> **EXERCISE DIRECTIONS**: Copy all lines holding the word "could" from the entries.

> **INPUT DATA**:
________________________________________

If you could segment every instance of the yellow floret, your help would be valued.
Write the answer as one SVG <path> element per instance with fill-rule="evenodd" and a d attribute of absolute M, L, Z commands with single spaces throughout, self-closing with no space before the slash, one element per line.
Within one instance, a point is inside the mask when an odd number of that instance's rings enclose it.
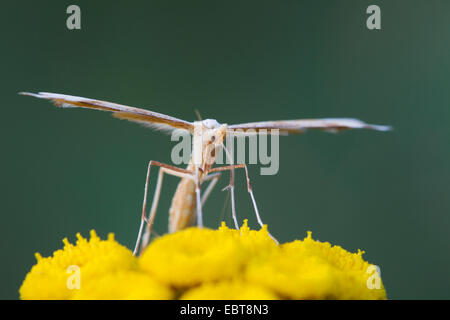
<path fill-rule="evenodd" d="M 72 296 L 74 300 L 167 300 L 170 288 L 142 271 L 123 270 L 107 273 L 83 284 Z"/>
<path fill-rule="evenodd" d="M 186 291 L 181 300 L 275 300 L 273 291 L 242 279 L 205 283 Z"/>
<path fill-rule="evenodd" d="M 303 241 L 282 245 L 265 263 L 250 263 L 245 274 L 288 299 L 386 299 L 381 278 L 379 288 L 368 285 L 369 266 L 361 251 L 315 241 L 308 232 Z"/>
<path fill-rule="evenodd" d="M 137 267 L 137 259 L 110 234 L 101 240 L 91 231 L 88 241 L 77 234 L 76 245 L 63 240 L 64 248 L 43 258 L 36 254 L 37 264 L 20 288 L 21 299 L 69 299 L 77 287 L 89 285 L 99 276 Z"/>
<path fill-rule="evenodd" d="M 247 258 L 261 259 L 278 250 L 278 244 L 270 237 L 267 226 L 264 225 L 260 230 L 251 230 L 248 227 L 247 219 L 239 230 L 230 229 L 225 222 L 219 228 L 219 232 L 228 237 L 234 237 L 245 248 Z"/>
<path fill-rule="evenodd" d="M 231 279 L 246 262 L 235 236 L 211 229 L 189 228 L 160 237 L 140 257 L 140 267 L 168 285 L 183 288 Z"/>

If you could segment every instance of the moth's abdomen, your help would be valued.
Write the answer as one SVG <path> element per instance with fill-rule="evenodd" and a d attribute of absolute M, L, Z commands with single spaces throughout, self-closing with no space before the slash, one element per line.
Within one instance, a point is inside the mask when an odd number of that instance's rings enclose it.
<path fill-rule="evenodd" d="M 169 210 L 169 233 L 192 226 L 195 223 L 196 207 L 195 183 L 192 179 L 182 178 Z"/>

________________________________________

> **RESPONSE TO THIS TASK**:
If you could segment every instance of the yellow floret, your help would be valued.
If you could segment every instance of the moth's abdomen, your help would be valued.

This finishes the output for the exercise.